▸ WORK TO COMPLETE
Reproduce the data in its entirety, exactly as supplied.

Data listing
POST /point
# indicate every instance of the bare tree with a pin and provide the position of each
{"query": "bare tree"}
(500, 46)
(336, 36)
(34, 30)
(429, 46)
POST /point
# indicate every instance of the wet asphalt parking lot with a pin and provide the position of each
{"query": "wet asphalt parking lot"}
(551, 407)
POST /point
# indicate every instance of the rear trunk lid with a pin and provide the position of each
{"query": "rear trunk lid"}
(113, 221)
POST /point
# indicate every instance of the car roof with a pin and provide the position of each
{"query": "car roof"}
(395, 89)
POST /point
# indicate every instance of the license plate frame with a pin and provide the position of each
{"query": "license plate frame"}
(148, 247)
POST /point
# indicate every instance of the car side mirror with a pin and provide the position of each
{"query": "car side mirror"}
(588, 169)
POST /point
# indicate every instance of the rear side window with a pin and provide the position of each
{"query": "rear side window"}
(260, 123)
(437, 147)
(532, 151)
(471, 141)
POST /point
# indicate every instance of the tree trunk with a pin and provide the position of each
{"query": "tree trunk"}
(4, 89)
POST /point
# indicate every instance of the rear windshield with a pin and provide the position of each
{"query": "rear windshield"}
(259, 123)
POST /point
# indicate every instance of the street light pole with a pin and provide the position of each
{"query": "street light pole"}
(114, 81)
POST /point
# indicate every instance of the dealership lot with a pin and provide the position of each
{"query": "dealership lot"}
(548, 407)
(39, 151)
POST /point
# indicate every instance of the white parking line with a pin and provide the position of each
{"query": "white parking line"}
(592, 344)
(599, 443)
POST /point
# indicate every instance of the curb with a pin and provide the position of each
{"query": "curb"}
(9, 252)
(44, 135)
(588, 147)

▸ OUTPUT
POST /point
# indicate every instance of the bare tree with a pin and provide the position of each
{"query": "bare tree"}
(500, 46)
(336, 36)
(34, 30)
(429, 46)
POST /point
# indicate every instance of the wet asphalt parking lot with a pin and provide the position of each
{"query": "wet asphalt parking lot"}
(551, 407)
POST /point
# indicate every instance of the rear trunk lid with a pin and provide the position of each
{"query": "rear trunk lid"}
(113, 221)
POST /point
# indicate every instance of the car roof with a pin and provide the position of each
{"query": "car roof"}
(395, 89)
POST /point
# indicate every instance of the license plate frame with a pin and provide the position of each
{"query": "license plate frame"}
(148, 247)
POST /point
# indicate every instance of the car side mirror with a pin and provide the position of each
{"query": "car side mirror"}
(588, 169)
POST /point
# indicate every instance of the rear side window with a pin and provide the position of each
{"query": "rear side window"}
(260, 123)
(437, 147)
(532, 151)
(471, 141)
POST /point
# indicate every instance of the tree trunk with a pin and provide the position of each
{"query": "tree trunk"}
(4, 89)
POST /point
# indicate every instance of the rear windshield with a pin and provide the position of each
{"query": "rear windshield"}
(259, 123)
POST /point
# indicate every instance of the street light pole with a pin and provide the position of each
{"query": "street light pole"}
(114, 81)
POST /point
# indicate every instance of the dealership lot with a pin and provide the position of each
{"query": "dealership lot"}
(548, 407)
(39, 151)
POST /point
# indicate every instance of the white parking line with a pin and provide the position of each
{"query": "white parking line"}
(592, 344)
(599, 443)
POST /point
# indicate every instance of the curb with a pin and provide the position of each
{"query": "curb"}
(9, 252)
(44, 135)
(588, 147)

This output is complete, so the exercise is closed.